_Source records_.
+++

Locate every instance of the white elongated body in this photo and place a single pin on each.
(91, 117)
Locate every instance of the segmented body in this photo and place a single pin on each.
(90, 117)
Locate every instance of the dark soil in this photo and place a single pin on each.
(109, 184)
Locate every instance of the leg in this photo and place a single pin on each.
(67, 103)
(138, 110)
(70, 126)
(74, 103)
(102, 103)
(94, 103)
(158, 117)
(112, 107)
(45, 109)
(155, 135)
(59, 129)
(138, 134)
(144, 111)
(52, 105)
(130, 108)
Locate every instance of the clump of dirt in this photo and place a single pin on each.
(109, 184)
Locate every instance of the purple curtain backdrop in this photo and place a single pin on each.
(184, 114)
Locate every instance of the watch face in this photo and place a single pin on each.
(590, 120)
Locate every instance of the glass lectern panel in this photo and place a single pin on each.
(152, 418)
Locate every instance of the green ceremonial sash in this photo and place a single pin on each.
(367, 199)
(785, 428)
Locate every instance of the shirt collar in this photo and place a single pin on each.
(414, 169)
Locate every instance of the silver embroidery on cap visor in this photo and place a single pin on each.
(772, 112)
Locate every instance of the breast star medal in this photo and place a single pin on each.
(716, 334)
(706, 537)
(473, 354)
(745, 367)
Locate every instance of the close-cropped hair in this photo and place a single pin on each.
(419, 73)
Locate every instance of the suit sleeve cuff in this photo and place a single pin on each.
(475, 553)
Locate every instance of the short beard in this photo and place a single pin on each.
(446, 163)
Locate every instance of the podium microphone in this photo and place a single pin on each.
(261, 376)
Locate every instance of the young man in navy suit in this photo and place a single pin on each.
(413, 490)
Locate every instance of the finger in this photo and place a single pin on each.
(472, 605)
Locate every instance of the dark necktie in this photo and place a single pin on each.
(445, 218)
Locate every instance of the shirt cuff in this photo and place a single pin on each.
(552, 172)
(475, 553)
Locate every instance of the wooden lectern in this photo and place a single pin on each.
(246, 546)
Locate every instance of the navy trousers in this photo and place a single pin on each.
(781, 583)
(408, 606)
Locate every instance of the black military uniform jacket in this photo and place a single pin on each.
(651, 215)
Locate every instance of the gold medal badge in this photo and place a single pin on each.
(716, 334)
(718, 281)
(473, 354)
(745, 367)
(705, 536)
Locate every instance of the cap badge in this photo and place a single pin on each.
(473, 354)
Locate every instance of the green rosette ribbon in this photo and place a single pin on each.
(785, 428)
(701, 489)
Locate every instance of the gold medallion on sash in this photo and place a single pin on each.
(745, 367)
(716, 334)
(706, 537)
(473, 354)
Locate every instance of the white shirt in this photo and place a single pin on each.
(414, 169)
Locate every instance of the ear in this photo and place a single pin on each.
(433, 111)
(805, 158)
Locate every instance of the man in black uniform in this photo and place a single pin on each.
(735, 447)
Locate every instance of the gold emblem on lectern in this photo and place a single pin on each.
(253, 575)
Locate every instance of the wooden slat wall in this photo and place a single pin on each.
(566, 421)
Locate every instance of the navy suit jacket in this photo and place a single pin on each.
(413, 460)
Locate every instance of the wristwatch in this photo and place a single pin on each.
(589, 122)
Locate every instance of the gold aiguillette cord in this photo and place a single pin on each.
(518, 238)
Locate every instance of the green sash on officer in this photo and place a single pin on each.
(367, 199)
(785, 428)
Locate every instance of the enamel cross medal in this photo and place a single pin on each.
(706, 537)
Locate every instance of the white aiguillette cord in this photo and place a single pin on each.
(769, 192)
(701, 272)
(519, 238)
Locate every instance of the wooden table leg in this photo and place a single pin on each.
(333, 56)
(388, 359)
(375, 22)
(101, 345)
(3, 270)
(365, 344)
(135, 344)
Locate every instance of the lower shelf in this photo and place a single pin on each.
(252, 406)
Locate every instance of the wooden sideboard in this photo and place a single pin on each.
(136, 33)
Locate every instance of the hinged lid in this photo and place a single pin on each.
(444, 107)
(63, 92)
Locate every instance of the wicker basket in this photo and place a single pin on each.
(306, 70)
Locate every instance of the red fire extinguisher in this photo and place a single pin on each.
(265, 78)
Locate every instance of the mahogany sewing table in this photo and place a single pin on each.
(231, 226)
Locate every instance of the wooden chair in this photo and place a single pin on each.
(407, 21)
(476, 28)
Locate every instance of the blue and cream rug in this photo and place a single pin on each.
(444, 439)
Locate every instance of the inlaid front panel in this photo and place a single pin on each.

+++

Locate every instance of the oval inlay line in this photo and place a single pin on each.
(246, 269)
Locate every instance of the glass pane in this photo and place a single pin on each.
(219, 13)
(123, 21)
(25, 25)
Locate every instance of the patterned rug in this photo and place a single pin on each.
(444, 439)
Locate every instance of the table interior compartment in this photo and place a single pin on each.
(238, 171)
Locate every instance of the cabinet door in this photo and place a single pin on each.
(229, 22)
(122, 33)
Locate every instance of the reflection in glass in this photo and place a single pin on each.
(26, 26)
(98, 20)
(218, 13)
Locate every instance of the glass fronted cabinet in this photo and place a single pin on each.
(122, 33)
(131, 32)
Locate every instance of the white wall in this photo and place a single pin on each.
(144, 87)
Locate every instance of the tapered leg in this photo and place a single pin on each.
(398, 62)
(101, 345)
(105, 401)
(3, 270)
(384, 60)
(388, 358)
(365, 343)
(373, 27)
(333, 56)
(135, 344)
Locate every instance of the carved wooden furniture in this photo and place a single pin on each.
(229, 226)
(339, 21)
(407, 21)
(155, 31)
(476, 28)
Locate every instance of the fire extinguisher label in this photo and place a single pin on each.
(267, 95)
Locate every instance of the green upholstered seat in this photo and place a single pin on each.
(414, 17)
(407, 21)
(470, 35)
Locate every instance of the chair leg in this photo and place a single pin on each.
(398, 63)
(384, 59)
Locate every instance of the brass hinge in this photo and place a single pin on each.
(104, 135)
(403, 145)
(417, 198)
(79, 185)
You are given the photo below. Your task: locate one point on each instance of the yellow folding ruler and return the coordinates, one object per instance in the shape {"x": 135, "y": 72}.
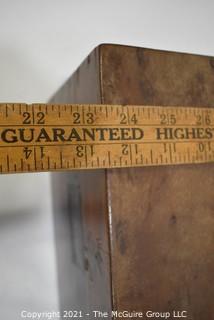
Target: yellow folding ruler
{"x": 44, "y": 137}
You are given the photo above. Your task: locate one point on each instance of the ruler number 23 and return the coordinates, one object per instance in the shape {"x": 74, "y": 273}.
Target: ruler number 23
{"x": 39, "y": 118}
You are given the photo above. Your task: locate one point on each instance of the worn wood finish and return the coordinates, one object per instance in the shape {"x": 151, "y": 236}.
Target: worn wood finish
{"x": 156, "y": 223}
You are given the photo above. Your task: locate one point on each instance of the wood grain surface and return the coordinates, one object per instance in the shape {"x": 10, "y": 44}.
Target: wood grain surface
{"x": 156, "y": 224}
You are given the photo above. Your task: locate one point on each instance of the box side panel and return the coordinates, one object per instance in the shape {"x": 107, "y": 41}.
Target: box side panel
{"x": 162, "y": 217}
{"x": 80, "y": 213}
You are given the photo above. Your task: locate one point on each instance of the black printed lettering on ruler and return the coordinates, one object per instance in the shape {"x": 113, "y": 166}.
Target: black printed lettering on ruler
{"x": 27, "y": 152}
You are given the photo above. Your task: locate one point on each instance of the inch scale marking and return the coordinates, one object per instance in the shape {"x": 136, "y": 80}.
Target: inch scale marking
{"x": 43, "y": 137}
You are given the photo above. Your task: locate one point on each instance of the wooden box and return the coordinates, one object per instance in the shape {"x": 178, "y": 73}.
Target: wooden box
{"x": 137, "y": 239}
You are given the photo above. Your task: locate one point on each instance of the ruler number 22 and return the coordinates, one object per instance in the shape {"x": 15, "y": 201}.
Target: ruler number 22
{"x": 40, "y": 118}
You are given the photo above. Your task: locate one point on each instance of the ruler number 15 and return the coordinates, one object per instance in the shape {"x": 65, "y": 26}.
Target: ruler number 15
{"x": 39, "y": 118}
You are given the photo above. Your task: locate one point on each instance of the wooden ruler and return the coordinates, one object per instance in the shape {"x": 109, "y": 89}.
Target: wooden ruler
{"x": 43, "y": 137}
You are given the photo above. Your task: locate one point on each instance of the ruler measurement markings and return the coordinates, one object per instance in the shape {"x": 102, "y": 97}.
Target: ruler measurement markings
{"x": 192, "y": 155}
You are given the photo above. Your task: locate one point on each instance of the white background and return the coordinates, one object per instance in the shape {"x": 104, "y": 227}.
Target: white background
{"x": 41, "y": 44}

+++

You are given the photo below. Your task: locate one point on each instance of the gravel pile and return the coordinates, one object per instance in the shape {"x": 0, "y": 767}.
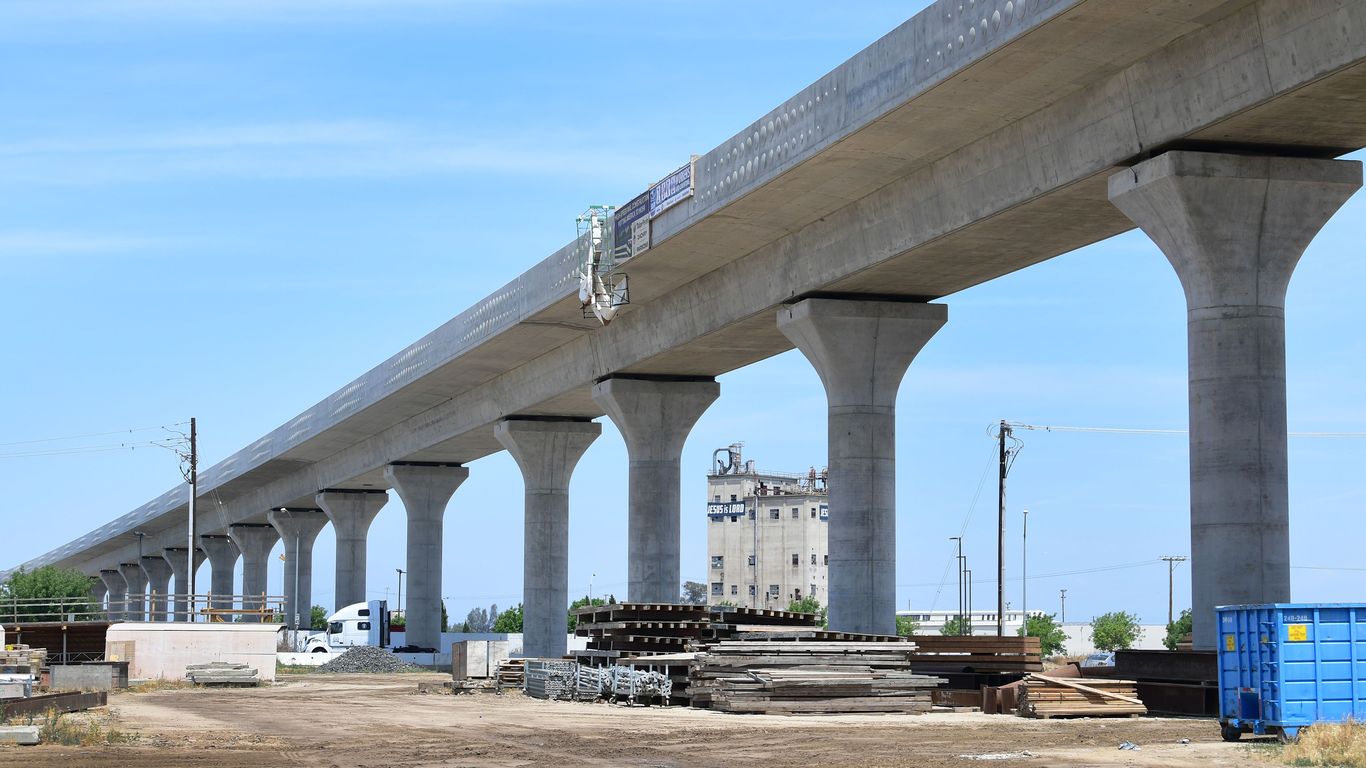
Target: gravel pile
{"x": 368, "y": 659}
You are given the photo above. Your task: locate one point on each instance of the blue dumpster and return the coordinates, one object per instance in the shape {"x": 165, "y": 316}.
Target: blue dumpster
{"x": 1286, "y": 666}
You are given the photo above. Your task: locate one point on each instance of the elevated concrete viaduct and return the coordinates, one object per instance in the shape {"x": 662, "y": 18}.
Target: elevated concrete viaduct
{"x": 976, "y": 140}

+++

_Task to complete_. Beginning with the line above that contains "number 15 and", copy each line exactly up to and including the line that contains "the ruler measurement", and go no further.

_Answer box_.
You are given the photo above. Your task: locate one point on each instance of the ruler number 15 and return the coordinates, one object per instance in the shape {"x": 65, "y": 26}.
Target: ruler number 15
{"x": 39, "y": 118}
You are given the photo above. Your task: locate one point on each instance of the wooden ruler and return the coordinates, one object per instance in the shape {"x": 109, "y": 89}.
Target: wooden ruler
{"x": 43, "y": 137}
You are given the photo above. Your task: locate one point on each instance of the ruler measurement markings and return the coordinates, one object per instance in the shape {"x": 102, "y": 97}.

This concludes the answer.